**GIVEN PROBLEM:**
Write out the listing below word for word, starting at its first line and stopping after the line that contains "[1183, 527]".

(Rows from an object pointing dataset)
((

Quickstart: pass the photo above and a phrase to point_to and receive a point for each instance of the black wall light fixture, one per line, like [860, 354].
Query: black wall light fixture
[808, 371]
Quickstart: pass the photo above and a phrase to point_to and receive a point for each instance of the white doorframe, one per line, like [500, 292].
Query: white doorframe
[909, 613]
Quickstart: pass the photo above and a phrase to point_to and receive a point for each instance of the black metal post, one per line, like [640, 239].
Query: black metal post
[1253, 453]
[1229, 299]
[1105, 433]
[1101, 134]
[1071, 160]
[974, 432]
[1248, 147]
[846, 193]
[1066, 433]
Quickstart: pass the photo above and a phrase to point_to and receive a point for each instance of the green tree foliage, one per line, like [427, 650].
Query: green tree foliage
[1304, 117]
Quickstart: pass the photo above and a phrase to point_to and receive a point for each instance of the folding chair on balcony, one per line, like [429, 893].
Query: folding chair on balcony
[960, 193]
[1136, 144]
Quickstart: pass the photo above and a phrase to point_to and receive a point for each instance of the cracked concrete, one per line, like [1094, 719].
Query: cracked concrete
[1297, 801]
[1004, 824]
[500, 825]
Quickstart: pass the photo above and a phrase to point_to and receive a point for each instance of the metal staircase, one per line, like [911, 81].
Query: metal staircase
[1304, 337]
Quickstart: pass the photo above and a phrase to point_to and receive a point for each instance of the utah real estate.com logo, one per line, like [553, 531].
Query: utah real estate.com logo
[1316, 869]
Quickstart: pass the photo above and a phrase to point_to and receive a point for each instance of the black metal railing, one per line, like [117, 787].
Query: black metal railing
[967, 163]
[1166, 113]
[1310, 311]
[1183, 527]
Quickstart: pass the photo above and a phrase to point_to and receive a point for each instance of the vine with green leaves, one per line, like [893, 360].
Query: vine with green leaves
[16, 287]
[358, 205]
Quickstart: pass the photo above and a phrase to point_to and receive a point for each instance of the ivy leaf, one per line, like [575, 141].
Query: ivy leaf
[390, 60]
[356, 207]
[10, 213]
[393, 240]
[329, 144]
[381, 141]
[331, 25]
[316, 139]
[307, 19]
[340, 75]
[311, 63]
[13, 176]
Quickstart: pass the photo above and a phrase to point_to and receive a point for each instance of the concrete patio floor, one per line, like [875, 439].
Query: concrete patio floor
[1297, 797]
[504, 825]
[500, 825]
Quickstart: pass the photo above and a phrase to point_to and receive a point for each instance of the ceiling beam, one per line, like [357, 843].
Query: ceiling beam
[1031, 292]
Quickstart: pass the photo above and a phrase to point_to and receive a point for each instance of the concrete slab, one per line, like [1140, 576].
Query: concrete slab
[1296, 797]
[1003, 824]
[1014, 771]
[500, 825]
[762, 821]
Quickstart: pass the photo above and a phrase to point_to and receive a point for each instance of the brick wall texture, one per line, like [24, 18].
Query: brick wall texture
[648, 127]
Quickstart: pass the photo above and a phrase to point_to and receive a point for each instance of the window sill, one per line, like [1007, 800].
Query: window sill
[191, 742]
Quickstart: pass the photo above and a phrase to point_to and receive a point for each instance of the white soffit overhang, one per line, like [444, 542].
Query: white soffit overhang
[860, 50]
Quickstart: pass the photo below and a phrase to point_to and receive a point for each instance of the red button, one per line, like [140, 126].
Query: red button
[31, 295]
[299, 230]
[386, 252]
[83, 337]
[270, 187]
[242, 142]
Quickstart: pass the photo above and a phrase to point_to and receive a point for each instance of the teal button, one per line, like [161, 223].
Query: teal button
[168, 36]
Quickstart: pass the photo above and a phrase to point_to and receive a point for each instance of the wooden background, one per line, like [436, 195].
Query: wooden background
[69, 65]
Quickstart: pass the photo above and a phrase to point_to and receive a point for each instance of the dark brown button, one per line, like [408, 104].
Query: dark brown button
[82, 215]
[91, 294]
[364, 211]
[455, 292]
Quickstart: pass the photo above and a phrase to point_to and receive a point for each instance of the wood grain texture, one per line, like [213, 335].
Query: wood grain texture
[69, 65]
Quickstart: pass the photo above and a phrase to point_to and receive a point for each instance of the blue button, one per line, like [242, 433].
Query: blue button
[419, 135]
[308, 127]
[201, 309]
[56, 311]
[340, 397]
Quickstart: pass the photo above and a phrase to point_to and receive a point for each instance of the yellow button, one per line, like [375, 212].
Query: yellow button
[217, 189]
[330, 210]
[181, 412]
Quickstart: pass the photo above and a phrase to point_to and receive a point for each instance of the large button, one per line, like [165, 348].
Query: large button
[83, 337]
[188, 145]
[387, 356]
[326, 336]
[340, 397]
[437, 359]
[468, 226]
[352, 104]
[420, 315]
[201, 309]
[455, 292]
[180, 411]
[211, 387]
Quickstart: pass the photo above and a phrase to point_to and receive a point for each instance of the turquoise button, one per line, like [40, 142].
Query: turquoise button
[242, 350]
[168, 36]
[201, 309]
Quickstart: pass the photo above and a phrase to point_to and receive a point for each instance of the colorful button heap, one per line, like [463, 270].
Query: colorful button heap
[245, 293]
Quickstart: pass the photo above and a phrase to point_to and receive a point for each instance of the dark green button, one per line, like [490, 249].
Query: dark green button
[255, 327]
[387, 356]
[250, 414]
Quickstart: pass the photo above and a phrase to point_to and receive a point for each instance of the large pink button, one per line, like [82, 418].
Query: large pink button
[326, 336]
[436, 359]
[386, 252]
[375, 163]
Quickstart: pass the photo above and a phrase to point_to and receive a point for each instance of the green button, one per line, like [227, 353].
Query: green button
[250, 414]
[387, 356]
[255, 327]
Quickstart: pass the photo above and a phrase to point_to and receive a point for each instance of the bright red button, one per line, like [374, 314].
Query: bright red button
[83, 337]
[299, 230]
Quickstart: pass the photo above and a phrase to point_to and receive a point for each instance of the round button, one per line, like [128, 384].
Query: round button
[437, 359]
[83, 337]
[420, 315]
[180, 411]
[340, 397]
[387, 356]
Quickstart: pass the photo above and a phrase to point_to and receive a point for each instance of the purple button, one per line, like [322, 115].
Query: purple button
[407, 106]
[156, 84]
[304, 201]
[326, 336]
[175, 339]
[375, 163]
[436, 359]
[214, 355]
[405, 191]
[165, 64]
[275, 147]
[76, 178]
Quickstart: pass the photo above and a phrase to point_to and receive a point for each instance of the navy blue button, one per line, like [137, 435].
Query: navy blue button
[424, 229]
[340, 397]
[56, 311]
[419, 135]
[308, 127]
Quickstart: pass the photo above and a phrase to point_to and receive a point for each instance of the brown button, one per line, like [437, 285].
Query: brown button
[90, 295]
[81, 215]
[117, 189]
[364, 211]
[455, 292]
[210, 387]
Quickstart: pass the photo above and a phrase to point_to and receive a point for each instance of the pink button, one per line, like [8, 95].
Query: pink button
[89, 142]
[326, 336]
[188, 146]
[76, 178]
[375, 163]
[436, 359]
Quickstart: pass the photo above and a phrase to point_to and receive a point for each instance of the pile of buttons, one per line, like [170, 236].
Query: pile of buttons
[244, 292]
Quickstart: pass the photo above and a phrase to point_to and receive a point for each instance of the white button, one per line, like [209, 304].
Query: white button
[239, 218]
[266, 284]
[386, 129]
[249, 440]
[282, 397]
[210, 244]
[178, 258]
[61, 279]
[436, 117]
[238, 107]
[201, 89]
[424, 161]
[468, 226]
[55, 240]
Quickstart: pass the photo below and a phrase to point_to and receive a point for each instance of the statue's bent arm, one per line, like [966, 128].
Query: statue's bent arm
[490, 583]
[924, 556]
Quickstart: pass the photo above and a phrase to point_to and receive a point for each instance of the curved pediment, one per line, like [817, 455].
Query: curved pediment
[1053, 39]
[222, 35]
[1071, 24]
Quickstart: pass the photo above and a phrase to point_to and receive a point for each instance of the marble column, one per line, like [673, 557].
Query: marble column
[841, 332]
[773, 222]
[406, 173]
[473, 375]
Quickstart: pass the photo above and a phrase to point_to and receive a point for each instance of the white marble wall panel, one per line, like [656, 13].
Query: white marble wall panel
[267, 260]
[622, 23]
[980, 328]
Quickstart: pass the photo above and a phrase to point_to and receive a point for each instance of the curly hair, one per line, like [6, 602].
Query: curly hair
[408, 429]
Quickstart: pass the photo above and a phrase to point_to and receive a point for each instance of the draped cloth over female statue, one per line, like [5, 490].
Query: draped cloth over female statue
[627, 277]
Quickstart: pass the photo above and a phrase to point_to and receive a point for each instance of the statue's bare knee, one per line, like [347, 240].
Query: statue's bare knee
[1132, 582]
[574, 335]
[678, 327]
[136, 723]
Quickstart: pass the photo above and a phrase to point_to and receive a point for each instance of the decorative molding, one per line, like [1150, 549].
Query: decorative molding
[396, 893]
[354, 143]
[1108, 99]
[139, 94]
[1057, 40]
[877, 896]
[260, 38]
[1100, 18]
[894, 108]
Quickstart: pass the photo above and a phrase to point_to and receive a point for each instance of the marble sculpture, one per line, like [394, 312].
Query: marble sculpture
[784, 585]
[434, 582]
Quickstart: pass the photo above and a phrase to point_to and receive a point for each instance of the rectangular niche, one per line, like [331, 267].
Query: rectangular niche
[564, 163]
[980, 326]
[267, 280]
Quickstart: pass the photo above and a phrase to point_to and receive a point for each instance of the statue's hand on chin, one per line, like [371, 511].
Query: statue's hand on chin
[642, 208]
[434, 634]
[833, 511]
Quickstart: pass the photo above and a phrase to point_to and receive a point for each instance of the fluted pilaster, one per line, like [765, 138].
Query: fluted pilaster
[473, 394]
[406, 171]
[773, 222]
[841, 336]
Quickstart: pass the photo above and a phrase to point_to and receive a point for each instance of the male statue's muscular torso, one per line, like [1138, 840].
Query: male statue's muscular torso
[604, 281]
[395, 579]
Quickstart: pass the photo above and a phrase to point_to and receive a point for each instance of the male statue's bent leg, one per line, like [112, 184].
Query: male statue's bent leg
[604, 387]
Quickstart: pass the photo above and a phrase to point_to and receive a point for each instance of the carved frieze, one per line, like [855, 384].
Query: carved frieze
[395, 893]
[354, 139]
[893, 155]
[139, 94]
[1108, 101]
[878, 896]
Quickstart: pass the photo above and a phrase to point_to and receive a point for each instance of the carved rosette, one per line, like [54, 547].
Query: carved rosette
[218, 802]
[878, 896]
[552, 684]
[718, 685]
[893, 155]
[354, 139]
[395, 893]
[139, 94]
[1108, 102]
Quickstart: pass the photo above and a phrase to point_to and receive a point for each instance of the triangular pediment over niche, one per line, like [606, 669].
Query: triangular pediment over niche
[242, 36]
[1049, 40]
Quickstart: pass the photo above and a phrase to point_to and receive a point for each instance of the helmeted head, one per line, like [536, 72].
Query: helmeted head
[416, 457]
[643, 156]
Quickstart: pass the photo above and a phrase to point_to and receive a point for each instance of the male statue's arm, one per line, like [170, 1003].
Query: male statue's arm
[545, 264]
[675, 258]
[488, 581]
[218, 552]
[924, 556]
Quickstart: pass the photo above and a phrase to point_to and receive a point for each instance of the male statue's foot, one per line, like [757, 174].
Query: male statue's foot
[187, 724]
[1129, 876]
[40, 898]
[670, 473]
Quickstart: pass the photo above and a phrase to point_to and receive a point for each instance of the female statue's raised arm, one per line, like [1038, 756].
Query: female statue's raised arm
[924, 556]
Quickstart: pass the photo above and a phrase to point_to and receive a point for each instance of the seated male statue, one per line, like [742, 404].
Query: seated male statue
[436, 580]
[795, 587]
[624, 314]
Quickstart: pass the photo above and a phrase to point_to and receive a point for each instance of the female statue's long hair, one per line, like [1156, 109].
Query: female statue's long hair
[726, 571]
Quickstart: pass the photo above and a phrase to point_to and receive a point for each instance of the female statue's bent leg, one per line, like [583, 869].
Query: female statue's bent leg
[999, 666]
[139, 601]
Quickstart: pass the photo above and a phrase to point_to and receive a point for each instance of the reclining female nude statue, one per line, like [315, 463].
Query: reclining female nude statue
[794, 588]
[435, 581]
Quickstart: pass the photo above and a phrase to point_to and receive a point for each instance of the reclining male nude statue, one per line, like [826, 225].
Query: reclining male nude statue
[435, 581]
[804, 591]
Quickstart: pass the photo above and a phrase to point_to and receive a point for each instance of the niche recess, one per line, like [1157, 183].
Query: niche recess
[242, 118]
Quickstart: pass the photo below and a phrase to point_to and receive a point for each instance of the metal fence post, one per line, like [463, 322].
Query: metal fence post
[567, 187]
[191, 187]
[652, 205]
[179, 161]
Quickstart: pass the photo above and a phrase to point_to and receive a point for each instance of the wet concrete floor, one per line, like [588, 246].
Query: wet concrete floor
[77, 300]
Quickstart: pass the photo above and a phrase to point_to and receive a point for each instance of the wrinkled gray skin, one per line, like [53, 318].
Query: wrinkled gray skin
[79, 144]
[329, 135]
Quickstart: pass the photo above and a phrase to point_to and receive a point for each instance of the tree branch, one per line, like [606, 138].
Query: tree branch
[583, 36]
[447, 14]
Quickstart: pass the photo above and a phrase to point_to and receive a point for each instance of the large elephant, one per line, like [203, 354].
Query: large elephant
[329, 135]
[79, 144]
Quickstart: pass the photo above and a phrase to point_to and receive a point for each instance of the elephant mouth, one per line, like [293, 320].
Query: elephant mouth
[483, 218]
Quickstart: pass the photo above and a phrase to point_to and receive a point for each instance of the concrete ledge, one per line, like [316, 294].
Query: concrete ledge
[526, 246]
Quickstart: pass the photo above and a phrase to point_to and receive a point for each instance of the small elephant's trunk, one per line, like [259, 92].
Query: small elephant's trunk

))

**EXERCISE OUTPUT:**
Quickstart: pass the photo above and a phrase to point_to and receive a point for each instance of the black wall light fixture, one per line, like [860, 354].
Query: black wall light fixture
[808, 371]
Quickstart: pass the photo above and a phrase to point_to and receive a point for each instance of the white doorframe, one per line, like [500, 292].
Query: white doorframe
[909, 613]
Quickstart: pass the photo above and a phrase to point_to and receive a point for each instance of the black metal post, one per line, like [640, 239].
Query: black metal post
[1253, 453]
[1229, 299]
[1105, 433]
[1101, 134]
[1071, 160]
[974, 432]
[1248, 147]
[846, 193]
[1066, 433]
Quickstart: pass the photo above and a phrase to point_to and receive a point for each instance of the green tree foliage, one per line, like [427, 650].
Query: green tree foliage
[1304, 117]
Quickstart: pass the photo above and a phrase to point_to and receive a point for each instance of the folding chair on balcony, one per line, like [429, 893].
Query: folding chair on balcony
[960, 193]
[1136, 144]
Quickstart: pass the photo above and a phrase to point_to and receive a point for each instance of the cracked concrete, one per line, like [1094, 719].
Query: cracked concrete
[1297, 801]
[1004, 824]
[500, 825]
Quickstart: pass the photo above and a phrase to point_to and receive a point for each instance of the metal staircase, one per line, like [911, 81].
Query: metal staircase
[1304, 337]
Quickstart: pass the photo above and a phrase to point_to and receive a point for each instance of the utah real estate.com logo, one per line, like [553, 531].
Query: utah real estate.com logo
[1316, 869]
Quickstart: pass the photo above and a phrase to point_to and receive a point for each instance of the black metal railing, one per line, like [117, 787].
Query: black metal railing
[967, 163]
[1166, 113]
[1310, 311]
[1183, 527]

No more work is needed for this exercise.